* _EXERCISE DATA_:
--- Begin ---

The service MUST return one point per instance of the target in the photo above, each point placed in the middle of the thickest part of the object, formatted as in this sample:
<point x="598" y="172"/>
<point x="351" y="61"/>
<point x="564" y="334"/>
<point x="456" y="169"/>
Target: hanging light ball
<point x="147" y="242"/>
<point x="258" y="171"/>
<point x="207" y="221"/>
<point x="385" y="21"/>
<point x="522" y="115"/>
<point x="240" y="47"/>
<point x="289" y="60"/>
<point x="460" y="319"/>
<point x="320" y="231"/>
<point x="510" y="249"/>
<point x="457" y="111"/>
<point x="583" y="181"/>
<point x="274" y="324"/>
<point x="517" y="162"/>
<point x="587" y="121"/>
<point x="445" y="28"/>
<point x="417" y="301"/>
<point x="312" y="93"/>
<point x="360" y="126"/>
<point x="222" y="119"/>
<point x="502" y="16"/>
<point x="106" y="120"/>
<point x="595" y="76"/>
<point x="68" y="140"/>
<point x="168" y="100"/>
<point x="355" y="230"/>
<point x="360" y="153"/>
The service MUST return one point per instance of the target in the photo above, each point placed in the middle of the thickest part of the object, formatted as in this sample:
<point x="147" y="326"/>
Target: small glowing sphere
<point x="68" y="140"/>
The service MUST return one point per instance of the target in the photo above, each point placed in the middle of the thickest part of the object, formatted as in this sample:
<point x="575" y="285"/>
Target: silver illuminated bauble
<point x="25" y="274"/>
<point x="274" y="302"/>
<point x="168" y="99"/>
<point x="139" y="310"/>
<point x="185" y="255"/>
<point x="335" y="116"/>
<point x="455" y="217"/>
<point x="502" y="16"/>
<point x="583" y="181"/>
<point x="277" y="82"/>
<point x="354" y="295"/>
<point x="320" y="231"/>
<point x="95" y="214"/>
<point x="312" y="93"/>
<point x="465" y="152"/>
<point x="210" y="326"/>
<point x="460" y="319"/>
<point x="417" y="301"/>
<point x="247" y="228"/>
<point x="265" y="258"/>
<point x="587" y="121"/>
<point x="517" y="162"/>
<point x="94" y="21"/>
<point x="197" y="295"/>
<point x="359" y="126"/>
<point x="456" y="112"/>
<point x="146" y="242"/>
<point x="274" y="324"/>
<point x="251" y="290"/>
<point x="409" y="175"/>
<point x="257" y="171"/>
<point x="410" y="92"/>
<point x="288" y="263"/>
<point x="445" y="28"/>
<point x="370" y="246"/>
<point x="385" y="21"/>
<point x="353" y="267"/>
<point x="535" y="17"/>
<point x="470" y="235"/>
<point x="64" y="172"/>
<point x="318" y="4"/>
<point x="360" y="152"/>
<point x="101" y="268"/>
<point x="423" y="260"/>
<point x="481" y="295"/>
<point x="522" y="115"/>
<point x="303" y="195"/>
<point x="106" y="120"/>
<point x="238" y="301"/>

--- End ---

* _WHAT THE TASK REQUIRES_:
Please copy all of the records above, line by line, without changing anything.

* _SOLUTION TO THIS TASK_:
The service MUST return one point per instance of the target in the photo above, each point placed in the middle of the thickest part of the object, formatted as in this sample:
<point x="598" y="172"/>
<point x="351" y="61"/>
<point x="564" y="334"/>
<point x="456" y="169"/>
Target: hanging light ball
<point x="147" y="242"/>
<point x="258" y="171"/>
<point x="207" y="221"/>
<point x="385" y="21"/>
<point x="522" y="115"/>
<point x="240" y="47"/>
<point x="289" y="60"/>
<point x="460" y="319"/>
<point x="320" y="231"/>
<point x="510" y="249"/>
<point x="457" y="111"/>
<point x="583" y="181"/>
<point x="274" y="324"/>
<point x="517" y="162"/>
<point x="587" y="121"/>
<point x="445" y="28"/>
<point x="417" y="301"/>
<point x="312" y="93"/>
<point x="360" y="126"/>
<point x="222" y="119"/>
<point x="502" y="16"/>
<point x="106" y="120"/>
<point x="595" y="76"/>
<point x="68" y="140"/>
<point x="168" y="100"/>
<point x="355" y="230"/>
<point x="360" y="153"/>
The service MUST return one point per instance of the target in the photo above, each point placed in the middle of the thickest part of the object, formatted as in this sample:
<point x="147" y="326"/>
Target: small glowing sphere
<point x="68" y="140"/>
The service MUST return one point per instance of the target in the photo above, each point placed in the middle of the thickest part of the object, formatted as in this sample:
<point x="575" y="285"/>
Target: silver illuminated bauble
<point x="25" y="274"/>
<point x="274" y="302"/>
<point x="168" y="99"/>
<point x="139" y="310"/>
<point x="185" y="255"/>
<point x="335" y="116"/>
<point x="455" y="217"/>
<point x="502" y="16"/>
<point x="583" y="181"/>
<point x="277" y="82"/>
<point x="354" y="295"/>
<point x="320" y="231"/>
<point x="95" y="214"/>
<point x="312" y="93"/>
<point x="465" y="152"/>
<point x="210" y="326"/>
<point x="460" y="319"/>
<point x="417" y="301"/>
<point x="247" y="228"/>
<point x="265" y="258"/>
<point x="587" y="121"/>
<point x="517" y="162"/>
<point x="94" y="21"/>
<point x="197" y="295"/>
<point x="359" y="126"/>
<point x="456" y="112"/>
<point x="146" y="242"/>
<point x="274" y="324"/>
<point x="251" y="290"/>
<point x="409" y="175"/>
<point x="257" y="171"/>
<point x="410" y="92"/>
<point x="288" y="263"/>
<point x="445" y="28"/>
<point x="370" y="246"/>
<point x="385" y="21"/>
<point x="353" y="267"/>
<point x="535" y="17"/>
<point x="470" y="235"/>
<point x="64" y="172"/>
<point x="318" y="4"/>
<point x="360" y="152"/>
<point x="101" y="268"/>
<point x="423" y="260"/>
<point x="481" y="295"/>
<point x="522" y="115"/>
<point x="303" y="195"/>
<point x="106" y="120"/>
<point x="238" y="301"/>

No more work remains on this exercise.